-- RECORDS SUPPLIED --
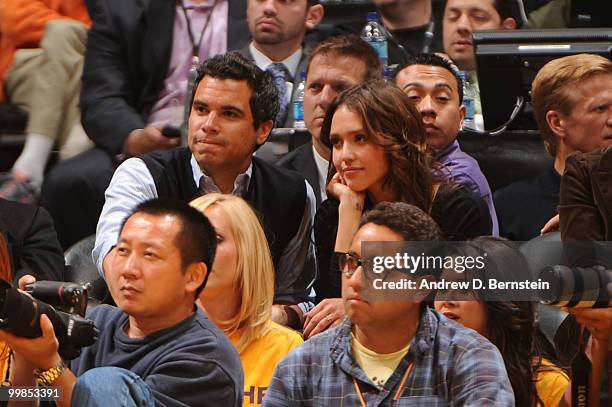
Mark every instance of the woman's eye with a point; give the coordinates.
(361, 138)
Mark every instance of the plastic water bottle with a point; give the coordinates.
(468, 101)
(374, 35)
(298, 104)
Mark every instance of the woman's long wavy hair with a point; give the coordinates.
(511, 325)
(254, 268)
(392, 122)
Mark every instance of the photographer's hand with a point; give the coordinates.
(25, 280)
(599, 322)
(40, 353)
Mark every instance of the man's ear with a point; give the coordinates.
(556, 123)
(196, 273)
(462, 111)
(508, 24)
(421, 294)
(263, 131)
(314, 16)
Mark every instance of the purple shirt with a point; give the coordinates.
(464, 170)
(170, 104)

-- AIM --
Format all of the records above as a two-column CSV with the header text,answer, giving one row per record with its wording under text and its answer under answer. Put each field in double quotes, replace line breaks with spaces, and leave out the pictures.

-- ANSWER FOR THIS EXERCISE --
text,answer
"Mark every instance of the woman's eye with a point; give the coordinates.","(361, 138)"
"Mark every instance of the plastic water bottle with a point; give the coordinates.","(468, 101) (374, 35) (298, 104)"
"Mark every instance of the woman's long wavy hair with a point; give the coordinates.","(511, 325) (254, 268) (392, 122)"
"Mark every instance of the photographer's hand with a point; give the coordinates.","(25, 280) (599, 322) (40, 353)"
"Mark every instance of the man's ear with a point; give the coordinates.","(556, 123) (196, 273) (462, 111) (508, 24) (421, 294) (263, 131) (314, 16)"
"Mark every instance of the purple shirt with a point; give the coordinates.","(464, 170) (170, 104)"